Given passage:

********************

I was looking for a 4 jaw chuck years ago on e-bay. I bid on and won a 4" 4 jaw for a reasonable price. Imagine my surprise when I received it and discovered in my haste and inexperience I had purchased a self-centering 4 jaw scroll chuck, not an independent 4 jaw (no wonder the price was good!). I didn't know 4 jaw self-centering even existed!
It came with 2 sets of jaws, inner and outer, like the OEM 3" 3 jaw that came with my lathe. The inner jaws were not a correct set and would not close to zero. The seller and I went round and round exchanging emails over the problem  until I photographed the scroll teeth cut in the jaws to prove the set was defective. He finally exchanged the set for one from another chuck and they work fine. It is my go to chuck for stuff that is too big for the OEM 3" 3 jaw and is used just as much. I later used my hard won chuck education to buy an older 4" 4 jaw independent chuck.

Chuck


----------



## Mbusha (Feb 14, 2013)

********************

Supplied data:
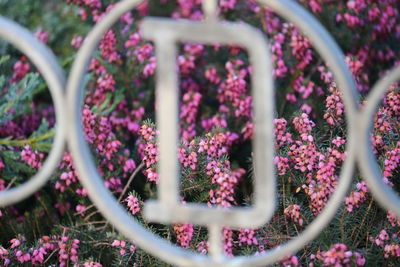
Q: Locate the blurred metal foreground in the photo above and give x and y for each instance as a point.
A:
(166, 33)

********************

Please state how the writer of the chuck post proved that the set of inner jaws was defective.

The writer photographed the scroll teeth cut in the jaws.